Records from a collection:

_ _ _ _ _

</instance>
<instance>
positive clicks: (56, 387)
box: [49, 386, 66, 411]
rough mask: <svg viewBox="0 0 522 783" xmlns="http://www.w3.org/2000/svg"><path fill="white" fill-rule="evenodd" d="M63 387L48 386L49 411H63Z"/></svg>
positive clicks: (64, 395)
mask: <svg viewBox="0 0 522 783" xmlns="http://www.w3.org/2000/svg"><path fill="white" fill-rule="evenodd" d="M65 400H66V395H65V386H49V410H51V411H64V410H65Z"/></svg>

_ _ _ _ _

**Exercise**
Please retype each entry above exactly as it is written.

**Problem solution**
</instance>
<instance>
positive clicks: (56, 387)
box: [49, 386, 66, 411]
rough mask: <svg viewBox="0 0 522 783" xmlns="http://www.w3.org/2000/svg"><path fill="white" fill-rule="evenodd" d="M63 387L48 386L49 411H63Z"/></svg>
positive clicks: (64, 395)
mask: <svg viewBox="0 0 522 783" xmlns="http://www.w3.org/2000/svg"><path fill="white" fill-rule="evenodd" d="M65 400H66V395H65V386H49V410H51V411H64V410H65Z"/></svg>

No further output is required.